--- How to complete this task ---
The listing is to be transcribed in full, with its images left out.

--- Records ---
★ ★ ★
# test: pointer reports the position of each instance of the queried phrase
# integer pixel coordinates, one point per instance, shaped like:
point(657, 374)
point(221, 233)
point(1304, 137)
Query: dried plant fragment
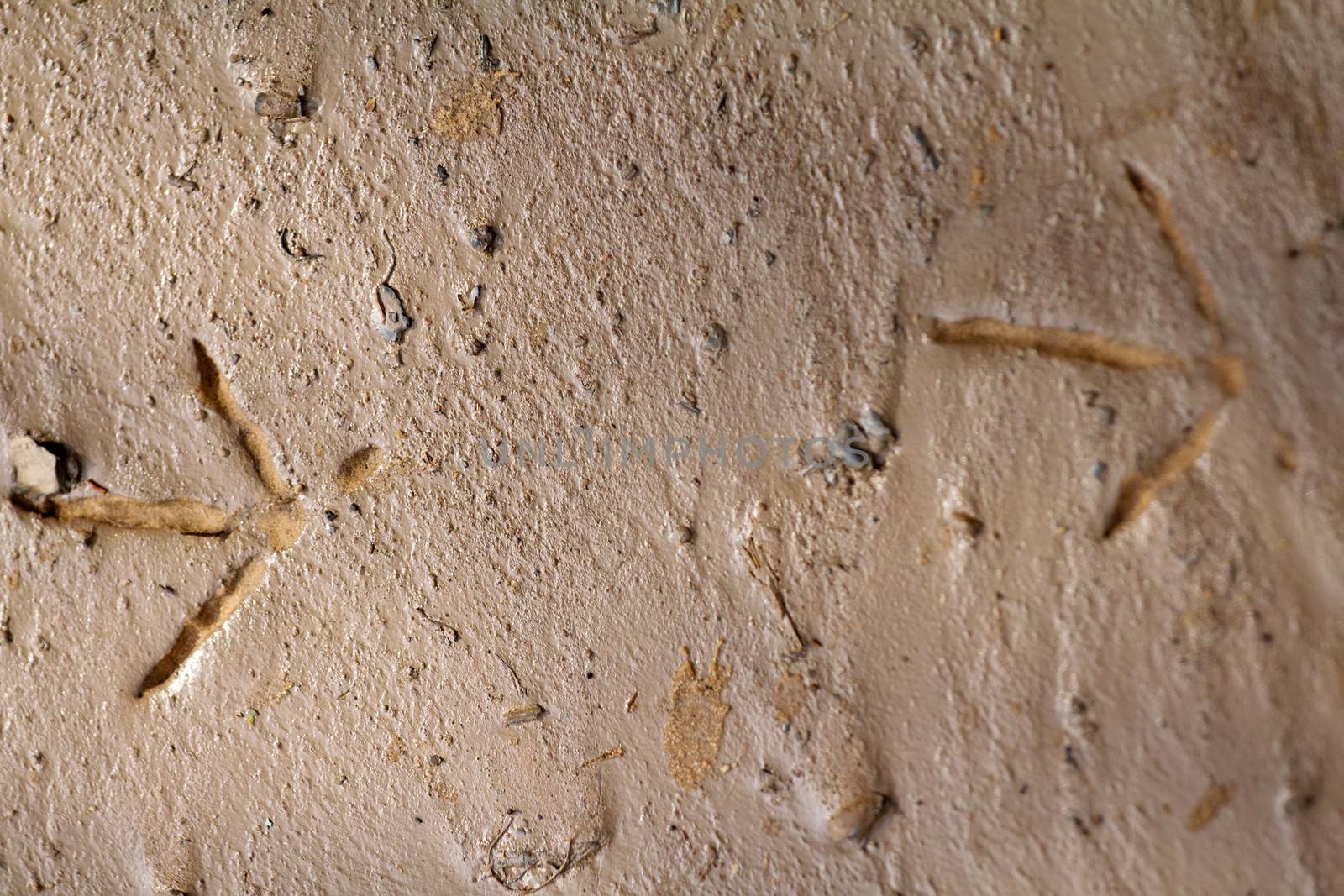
point(172, 515)
point(1054, 342)
point(523, 715)
point(474, 107)
point(1160, 207)
point(1140, 490)
point(360, 466)
point(694, 728)
point(615, 752)
point(218, 396)
point(763, 573)
point(1213, 801)
point(208, 620)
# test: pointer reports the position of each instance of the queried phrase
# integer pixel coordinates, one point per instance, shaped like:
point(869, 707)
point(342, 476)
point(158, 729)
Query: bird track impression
point(1140, 490)
point(281, 519)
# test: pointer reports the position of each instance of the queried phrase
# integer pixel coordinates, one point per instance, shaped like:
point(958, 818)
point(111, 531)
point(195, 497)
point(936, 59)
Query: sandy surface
point(1075, 631)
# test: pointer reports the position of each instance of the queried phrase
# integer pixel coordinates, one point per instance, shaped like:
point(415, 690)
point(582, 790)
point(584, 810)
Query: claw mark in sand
point(696, 712)
point(1055, 342)
point(1156, 202)
point(174, 515)
point(218, 396)
point(281, 520)
point(207, 621)
point(1140, 490)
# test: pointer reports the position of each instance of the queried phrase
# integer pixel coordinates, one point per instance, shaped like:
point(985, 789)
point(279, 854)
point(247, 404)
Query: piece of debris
point(183, 181)
point(1213, 801)
point(448, 634)
point(34, 469)
point(716, 342)
point(921, 140)
point(877, 430)
point(615, 752)
point(855, 819)
point(295, 251)
point(523, 715)
point(389, 315)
★ ★ ★
--- Worked solution ---
# test: pointer reports the position of each instance of the queried phrase
# integer pixel coordinates, one point per instance, shaped like:
point(657, 374)
point(221, 233)
point(1304, 137)
Query: dried plant fragment
point(172, 515)
point(1054, 342)
point(523, 715)
point(474, 107)
point(1160, 207)
point(1140, 490)
point(360, 466)
point(694, 728)
point(615, 752)
point(218, 396)
point(763, 573)
point(1213, 801)
point(208, 620)
# test: pointer reports the position of each instance of the queried phrase
# integer pixel coordinates, one point per instance, shaped like:
point(869, 707)
point(342, 476)
point(158, 729)
Query: bird track impression
point(1140, 490)
point(281, 519)
# test: pointer reports the position of each instance of the queried phrase
# integer pixel coordinates, one point per instance, shaped like:
point(958, 818)
point(111, 531)
point(195, 497)
point(936, 59)
Query: sandy surface
point(1075, 631)
# test: pointer reports the position of each instance of the queried phrase
# integer pixel coordinates, one point per instance, shaped like:
point(415, 690)
point(582, 790)
point(584, 810)
Query: claw mark in sand
point(696, 712)
point(1055, 342)
point(1156, 202)
point(174, 515)
point(218, 396)
point(281, 520)
point(207, 621)
point(1140, 490)
# test: pointer reports the position of each instance of the queried phrase
# integer pixel coordinates, one point per instance, shaped like:
point(985, 789)
point(279, 854)
point(247, 404)
Query: piece of debris
point(183, 181)
point(1213, 801)
point(448, 634)
point(34, 469)
point(716, 342)
point(921, 140)
point(877, 430)
point(615, 752)
point(855, 819)
point(295, 251)
point(523, 715)
point(389, 315)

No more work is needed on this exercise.